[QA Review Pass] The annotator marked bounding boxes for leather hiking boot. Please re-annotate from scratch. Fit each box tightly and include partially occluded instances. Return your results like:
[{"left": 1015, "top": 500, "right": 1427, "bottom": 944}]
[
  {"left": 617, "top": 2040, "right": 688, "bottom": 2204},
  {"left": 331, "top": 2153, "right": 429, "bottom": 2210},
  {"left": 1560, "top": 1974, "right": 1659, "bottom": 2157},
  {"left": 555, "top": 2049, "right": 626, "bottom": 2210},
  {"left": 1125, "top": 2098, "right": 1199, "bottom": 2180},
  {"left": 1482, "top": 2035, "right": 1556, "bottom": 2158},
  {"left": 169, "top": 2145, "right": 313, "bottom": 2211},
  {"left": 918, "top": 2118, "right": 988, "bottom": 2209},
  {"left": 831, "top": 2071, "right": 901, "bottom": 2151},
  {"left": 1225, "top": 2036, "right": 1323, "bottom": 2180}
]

------------------------------------------------

• **Task statement**
Would you copy the whole listing exactly?

• **Exercise solution**
[QA Review Pass] The annotator marked bounding boxes for leather hiking boot. Please re-annotate from scratch. Fit each box tightly and include partially occluded instances. Return your results like:
[{"left": 1015, "top": 500, "right": 1427, "bottom": 944}]
[
  {"left": 617, "top": 2040, "right": 688, "bottom": 2204},
  {"left": 331, "top": 2153, "right": 429, "bottom": 2210},
  {"left": 1560, "top": 1974, "right": 1659, "bottom": 2157},
  {"left": 555, "top": 2049, "right": 626, "bottom": 2210},
  {"left": 1125, "top": 2098, "right": 1199, "bottom": 2180},
  {"left": 1482, "top": 2035, "right": 1556, "bottom": 2158},
  {"left": 169, "top": 2145, "right": 313, "bottom": 2211},
  {"left": 918, "top": 2118, "right": 988, "bottom": 2209},
  {"left": 831, "top": 2071, "right": 901, "bottom": 2151},
  {"left": 1225, "top": 2036, "right": 1323, "bottom": 2180}
]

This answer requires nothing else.